New York Resident Article

This article is reprinted with the permission of New York Resident . Much of the material and a direct quote are from Dr. Trudy Beers, founder of the Tribeca Hypnosis and Healing Institute.

By Katie Prout Matias, New York Resident Contributing Writer

Doctors Debunk the Myth of Hypnosis
Through Clinical Studies and Actual Cases

A gold pocket watch swings slowly before your eyes like a graceful pendulum. Warm and drowsy, you can barely keep your eyes open, and you feel yourself drifting off as a soothing voice tells you that you”re getting sleepy.

When most people think of hypnosis, they imagine such a scenario, or perhaps the stage hypnotist who convinces hapless members of the audience to publicly and willingly humiliate themselves.

Fed up with the stereotype, clinical hypnotherapists are out to debunk the myth. Many hypnotherapists have professional backgrounds in psychology and work with patients to resolve serious problems such as eating disorders, addictions and phobias; and clinical hypnotherapy has been approved by the American Medical Association, the National Institutes of Health and the American Psychological Association.

With hypnotherapy, the patient is always aware and in control, say practitioners. “You will not do anything not in your belief system,” says Dr. Trudy Beers, founder of the Tribeca Hypnosis and Healing Institute in Manhattan.

In a clinical session — which lasts from 45 minutes to 2 hours — the therapist will initially spend time talking with the patient to understand the issues needing resolution. The hypnosis is normally as simple as picking a spot on the wall, focusing and concentrating on breathing, or counting backward while closing the eyes. The therapist may then use imaging techniques in which the patient brings the problem into focus and then suggests positive thoughts to encourage positive behavior.

Suggestion is at the heart of the therapy, where specific goals can be introduced and the subconscious can be “reprogrammed” with positive affirmations. “Many colloquial terms, such as ‘I”m so stupid for doing this,” are negative programming. Instead, I teach people to say, ‘I”m brilliant,”” says Beers, who specializes in hypnobirthing for natural childbirth but who has also helped a policeman remember a license plate in a hit-and-run, writers get over a creative block and patients find jewelry they thought they had lost.

§ **Records provided**
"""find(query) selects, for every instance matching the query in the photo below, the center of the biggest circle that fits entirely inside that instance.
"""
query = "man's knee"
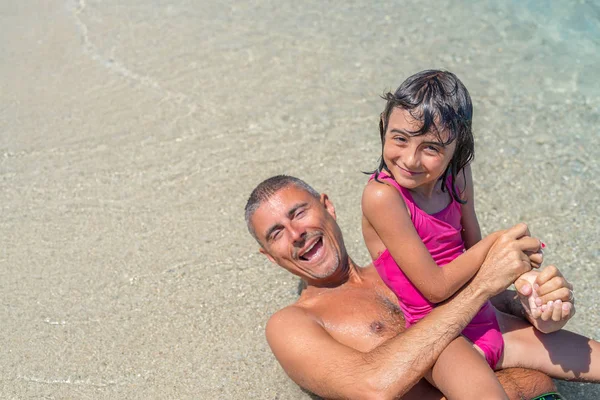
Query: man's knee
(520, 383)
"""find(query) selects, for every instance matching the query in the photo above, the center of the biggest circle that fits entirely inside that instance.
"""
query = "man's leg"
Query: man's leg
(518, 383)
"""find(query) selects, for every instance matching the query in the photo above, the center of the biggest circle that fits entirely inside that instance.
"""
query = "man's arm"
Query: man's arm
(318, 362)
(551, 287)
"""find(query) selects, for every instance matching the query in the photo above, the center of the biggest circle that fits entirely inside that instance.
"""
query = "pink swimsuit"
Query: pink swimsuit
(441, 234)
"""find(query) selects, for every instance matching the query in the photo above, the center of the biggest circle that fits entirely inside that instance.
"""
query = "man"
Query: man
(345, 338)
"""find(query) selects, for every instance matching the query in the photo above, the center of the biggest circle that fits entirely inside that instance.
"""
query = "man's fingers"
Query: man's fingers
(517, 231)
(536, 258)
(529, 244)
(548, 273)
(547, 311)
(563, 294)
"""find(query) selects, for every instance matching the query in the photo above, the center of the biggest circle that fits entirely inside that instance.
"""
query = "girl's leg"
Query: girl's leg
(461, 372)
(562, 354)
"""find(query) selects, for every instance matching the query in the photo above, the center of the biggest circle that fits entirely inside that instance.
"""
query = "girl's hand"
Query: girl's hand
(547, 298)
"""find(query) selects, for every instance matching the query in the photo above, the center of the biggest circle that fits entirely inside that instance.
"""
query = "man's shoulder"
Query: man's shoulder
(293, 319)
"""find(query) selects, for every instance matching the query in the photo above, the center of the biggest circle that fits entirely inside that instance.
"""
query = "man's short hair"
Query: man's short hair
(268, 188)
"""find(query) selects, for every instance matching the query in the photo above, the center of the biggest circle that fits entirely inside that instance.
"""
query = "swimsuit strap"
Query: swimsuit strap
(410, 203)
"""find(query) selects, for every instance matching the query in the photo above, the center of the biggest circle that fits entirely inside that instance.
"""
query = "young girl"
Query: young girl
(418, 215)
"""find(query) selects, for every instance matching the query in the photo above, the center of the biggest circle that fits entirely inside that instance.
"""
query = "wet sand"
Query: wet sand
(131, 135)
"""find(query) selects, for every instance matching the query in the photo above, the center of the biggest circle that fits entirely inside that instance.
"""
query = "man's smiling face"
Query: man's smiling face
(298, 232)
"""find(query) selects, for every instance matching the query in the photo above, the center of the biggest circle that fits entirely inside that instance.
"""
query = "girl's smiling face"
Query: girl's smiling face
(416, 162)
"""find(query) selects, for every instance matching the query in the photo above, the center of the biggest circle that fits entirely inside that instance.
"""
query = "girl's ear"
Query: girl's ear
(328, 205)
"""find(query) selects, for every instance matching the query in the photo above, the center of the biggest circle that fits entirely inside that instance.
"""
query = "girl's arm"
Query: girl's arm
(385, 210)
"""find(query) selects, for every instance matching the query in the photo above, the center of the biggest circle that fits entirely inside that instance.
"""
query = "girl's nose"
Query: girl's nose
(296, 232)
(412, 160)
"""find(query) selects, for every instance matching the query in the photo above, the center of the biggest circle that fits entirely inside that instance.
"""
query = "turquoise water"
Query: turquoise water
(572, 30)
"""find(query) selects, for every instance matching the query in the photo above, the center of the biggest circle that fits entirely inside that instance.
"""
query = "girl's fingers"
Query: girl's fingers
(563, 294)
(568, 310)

--

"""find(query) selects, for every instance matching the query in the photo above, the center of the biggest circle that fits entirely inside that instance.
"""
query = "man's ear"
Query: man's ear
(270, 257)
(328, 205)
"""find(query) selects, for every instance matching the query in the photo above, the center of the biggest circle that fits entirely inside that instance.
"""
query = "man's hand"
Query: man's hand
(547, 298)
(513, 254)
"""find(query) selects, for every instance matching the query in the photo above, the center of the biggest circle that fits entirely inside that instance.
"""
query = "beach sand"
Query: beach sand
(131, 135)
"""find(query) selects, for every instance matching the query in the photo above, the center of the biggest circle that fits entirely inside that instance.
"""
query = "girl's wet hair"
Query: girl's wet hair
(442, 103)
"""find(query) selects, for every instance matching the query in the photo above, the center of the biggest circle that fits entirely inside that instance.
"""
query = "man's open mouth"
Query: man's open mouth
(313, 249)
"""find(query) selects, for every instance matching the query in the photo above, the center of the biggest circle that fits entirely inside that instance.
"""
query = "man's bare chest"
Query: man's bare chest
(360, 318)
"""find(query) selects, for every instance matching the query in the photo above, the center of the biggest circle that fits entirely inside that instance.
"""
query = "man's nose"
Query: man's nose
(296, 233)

§ **Assigned task 1**
In the hypnosis article, why does Beers teach people to replace sayings like "I'm so stupid for doing this" with "I'm brilliant"?
§ **Assigned task 2**
According to the hypnosis article, which organizations have approved clinical hypnotherapy? List every one.
§ **Assigned task 3**
Transcribe a passage of the hypnosis article. Begin at the words "A gold pocket" and stop after "American Psychological Association.".

§ **Written solution 1**
Beers says that many colloquial terms like "I'm so stupid for doing this" are negative programming. Because suggestion can reprogram the subconscious with positive affirmations, she teaches people to say "I'm brilliant" instead.

§ **Written solution 2**
- American Medical Association
- National Institutes of Health
- American Psychological Association

§ **Written solution 3**
A gold pocket watch swings slowly before your eyes like a graceful pendulum. Warm and drowsy, you can barely keep your eyes open, and you feel yourself drifting off as a soothing voice tells you that you”re getting sleepy.

When most people think of hypnosis, they imagine such a scenario, or perhaps the stage hypnotist who convinces hapless members of the audience to publicly and willingly humiliate themselves.

Fed up with the stereotype, clinical hypnotherapists are out to debunk the myth. Many hypnotherapists have professional backgrounds in psychology and work with patients to resolve serious problems such as eating disorders, addictions and phobias; and clinical hypnotherapy has been approved by the American Medical Association, the National Institutes of Health and the American Psychological Association.